### WHAT TO PRODUCE
Please pull every line of the data below and reproduce each one unchanged.

--- Start EXERCISE INPUTS ---

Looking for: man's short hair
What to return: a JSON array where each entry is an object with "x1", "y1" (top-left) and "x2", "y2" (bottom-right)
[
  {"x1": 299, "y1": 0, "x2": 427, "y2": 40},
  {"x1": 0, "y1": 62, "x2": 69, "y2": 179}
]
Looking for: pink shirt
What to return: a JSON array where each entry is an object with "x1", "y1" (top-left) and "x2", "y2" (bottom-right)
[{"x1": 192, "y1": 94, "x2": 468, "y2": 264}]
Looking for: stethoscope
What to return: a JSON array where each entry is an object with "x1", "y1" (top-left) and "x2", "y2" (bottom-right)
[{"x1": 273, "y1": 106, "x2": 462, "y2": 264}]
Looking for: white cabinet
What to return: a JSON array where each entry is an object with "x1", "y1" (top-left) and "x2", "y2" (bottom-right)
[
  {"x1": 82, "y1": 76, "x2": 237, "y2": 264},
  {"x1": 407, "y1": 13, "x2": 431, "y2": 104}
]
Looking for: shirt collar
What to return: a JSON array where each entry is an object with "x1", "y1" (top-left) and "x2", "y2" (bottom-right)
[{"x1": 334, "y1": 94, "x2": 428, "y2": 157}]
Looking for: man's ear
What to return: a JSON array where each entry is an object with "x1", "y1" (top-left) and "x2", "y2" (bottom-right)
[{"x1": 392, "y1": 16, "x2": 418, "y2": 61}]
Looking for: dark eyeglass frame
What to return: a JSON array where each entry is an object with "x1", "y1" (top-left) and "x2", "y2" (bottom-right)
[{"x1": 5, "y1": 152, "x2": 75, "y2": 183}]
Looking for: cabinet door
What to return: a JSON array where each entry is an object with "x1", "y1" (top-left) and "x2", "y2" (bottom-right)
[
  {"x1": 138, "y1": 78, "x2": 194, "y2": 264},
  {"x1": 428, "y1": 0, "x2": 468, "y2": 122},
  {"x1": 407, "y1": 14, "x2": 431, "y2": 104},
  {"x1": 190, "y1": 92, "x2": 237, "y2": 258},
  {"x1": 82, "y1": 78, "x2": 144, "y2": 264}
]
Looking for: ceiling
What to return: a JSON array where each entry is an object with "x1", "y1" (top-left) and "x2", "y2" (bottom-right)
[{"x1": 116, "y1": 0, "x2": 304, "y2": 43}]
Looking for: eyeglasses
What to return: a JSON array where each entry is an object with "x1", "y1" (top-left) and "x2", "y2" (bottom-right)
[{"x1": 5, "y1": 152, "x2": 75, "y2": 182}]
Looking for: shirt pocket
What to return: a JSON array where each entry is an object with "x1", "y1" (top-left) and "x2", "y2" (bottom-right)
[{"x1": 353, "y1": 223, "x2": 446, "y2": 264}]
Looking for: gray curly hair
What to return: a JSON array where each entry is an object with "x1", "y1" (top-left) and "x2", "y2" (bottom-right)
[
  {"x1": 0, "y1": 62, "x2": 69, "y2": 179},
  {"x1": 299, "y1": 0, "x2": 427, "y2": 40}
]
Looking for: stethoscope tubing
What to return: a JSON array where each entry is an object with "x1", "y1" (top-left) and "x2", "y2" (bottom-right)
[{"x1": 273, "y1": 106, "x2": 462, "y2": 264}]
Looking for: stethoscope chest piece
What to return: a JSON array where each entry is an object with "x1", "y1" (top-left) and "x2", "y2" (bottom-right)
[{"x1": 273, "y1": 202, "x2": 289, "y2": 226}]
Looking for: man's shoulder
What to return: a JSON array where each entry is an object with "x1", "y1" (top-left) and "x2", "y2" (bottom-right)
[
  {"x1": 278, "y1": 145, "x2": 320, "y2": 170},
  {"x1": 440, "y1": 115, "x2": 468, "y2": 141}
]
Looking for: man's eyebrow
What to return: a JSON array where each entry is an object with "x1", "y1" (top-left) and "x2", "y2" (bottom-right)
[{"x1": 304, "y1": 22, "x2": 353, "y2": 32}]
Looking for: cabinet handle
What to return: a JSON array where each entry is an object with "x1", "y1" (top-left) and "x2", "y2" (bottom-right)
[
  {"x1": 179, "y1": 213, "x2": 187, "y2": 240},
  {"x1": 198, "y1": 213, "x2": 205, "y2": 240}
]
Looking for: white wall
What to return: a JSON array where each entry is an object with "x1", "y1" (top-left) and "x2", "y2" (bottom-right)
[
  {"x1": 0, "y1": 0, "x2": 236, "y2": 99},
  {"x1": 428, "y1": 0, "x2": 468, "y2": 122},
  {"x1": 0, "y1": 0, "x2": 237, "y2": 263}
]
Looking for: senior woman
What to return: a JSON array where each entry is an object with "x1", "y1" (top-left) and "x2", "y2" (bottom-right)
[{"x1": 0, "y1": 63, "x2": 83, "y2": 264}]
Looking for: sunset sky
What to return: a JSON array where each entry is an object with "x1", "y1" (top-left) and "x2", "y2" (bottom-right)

--- End EXERCISE INPUTS ---

### OUTPUT BELOW
Looking for: man's short hair
What to return: a JSON array where each entry is an object with "x1", "y1" (top-left) and "x2", "y2" (bottom-right)
[
  {"x1": 299, "y1": 0, "x2": 427, "y2": 40},
  {"x1": 0, "y1": 62, "x2": 69, "y2": 179}
]
Looking for: pink shirt
What to return: a JSON array where each entry is an object with "x1", "y1" (top-left) and "x2", "y2" (bottom-right)
[{"x1": 192, "y1": 94, "x2": 468, "y2": 264}]
Looking for: stethoscope
What to return: a JSON array where each entry is an object with "x1", "y1" (top-left) and "x2", "y2" (bottom-right)
[{"x1": 273, "y1": 106, "x2": 462, "y2": 264}]
Looking for: white cabinet
What to return: a JSON array where each entry is an object with "x1", "y1" (top-left) and "x2", "y2" (bottom-right)
[
  {"x1": 82, "y1": 76, "x2": 237, "y2": 264},
  {"x1": 407, "y1": 13, "x2": 431, "y2": 104}
]
Looking for: shirt collar
What to return: a JSON array where each entry is an object with "x1", "y1" (top-left) and "x2", "y2" (bottom-right)
[{"x1": 334, "y1": 94, "x2": 428, "y2": 157}]
Looking for: man's ear
What to return: a JSON array where each entry is an object with "x1", "y1" (top-left) and "x2", "y2" (bottom-right)
[{"x1": 392, "y1": 16, "x2": 418, "y2": 61}]
Looking for: dark eyeglass frame
What to return: a JSON array where each entry is an object with "x1", "y1" (top-left) and "x2", "y2" (bottom-right)
[{"x1": 5, "y1": 152, "x2": 75, "y2": 183}]
Looking for: cabinet door
What to return: a JSON array where each entry is an object with "x1", "y1" (top-left) and "x2", "y2" (bottom-right)
[
  {"x1": 138, "y1": 78, "x2": 194, "y2": 264},
  {"x1": 428, "y1": 0, "x2": 468, "y2": 122},
  {"x1": 407, "y1": 14, "x2": 431, "y2": 104},
  {"x1": 190, "y1": 92, "x2": 237, "y2": 258},
  {"x1": 82, "y1": 78, "x2": 144, "y2": 264}
]
Looking for: ceiling
What to return: a JSON array where each entry is an object with "x1", "y1" (top-left) and "x2", "y2" (bottom-right)
[{"x1": 116, "y1": 0, "x2": 304, "y2": 43}]
Looking for: eyeglasses
What to return: a JSON array where each entry is an object with "x1", "y1" (top-left) and "x2", "y2" (bottom-right)
[{"x1": 5, "y1": 152, "x2": 75, "y2": 182}]
Looking for: shirt pocket
What to return: a JSON array where each entry is an object with "x1", "y1" (top-left) and "x2", "y2" (bottom-right)
[{"x1": 353, "y1": 223, "x2": 446, "y2": 264}]
Looking for: gray curly hair
What to return: a JSON array where each entry is an object with "x1", "y1" (top-left) and "x2", "y2" (bottom-right)
[
  {"x1": 0, "y1": 62, "x2": 69, "y2": 179},
  {"x1": 299, "y1": 0, "x2": 427, "y2": 40}
]
Looking for: stethoscope tubing
What to return: a JSON array where each entry is an object with "x1", "y1" (top-left) and "x2", "y2" (bottom-right)
[{"x1": 273, "y1": 106, "x2": 462, "y2": 264}]
Looking for: stethoscope chest piece
What to return: a JSON array where each entry is an object with "x1", "y1" (top-left) and "x2", "y2" (bottom-right)
[{"x1": 273, "y1": 202, "x2": 289, "y2": 226}]
Looking for: man's shoulder
What to return: a JSON array where each entry is an object with "x1", "y1" (top-left) and "x2", "y2" (bottom-right)
[
  {"x1": 278, "y1": 145, "x2": 320, "y2": 170},
  {"x1": 440, "y1": 115, "x2": 468, "y2": 141}
]
Looking for: man's eyebrow
What to return: a JSON array where each entry is an object with "x1", "y1" (top-left) and "x2", "y2" (bottom-right)
[{"x1": 304, "y1": 22, "x2": 353, "y2": 32}]
Looking for: cabinet handle
What to return: a JSON array where each entry is an object with "x1", "y1" (top-left) and "x2", "y2" (bottom-right)
[
  {"x1": 179, "y1": 213, "x2": 187, "y2": 240},
  {"x1": 198, "y1": 213, "x2": 205, "y2": 240}
]
Looking for: white wall
What to return: a JSON array where each entry is an object with "x1", "y1" (top-left) and "x2", "y2" (bottom-right)
[
  {"x1": 0, "y1": 0, "x2": 236, "y2": 99},
  {"x1": 428, "y1": 0, "x2": 468, "y2": 122},
  {"x1": 0, "y1": 0, "x2": 237, "y2": 263}
]
Looking for: senior woman
What to return: a JSON array where each entry is an object with "x1", "y1" (top-left) and "x2", "y2" (bottom-right)
[{"x1": 0, "y1": 63, "x2": 83, "y2": 264}]
Looking for: sunset sky
What to return: a JSON array where each entry is an object with "x1", "y1" (top-left) and "x2", "y2" (bottom-right)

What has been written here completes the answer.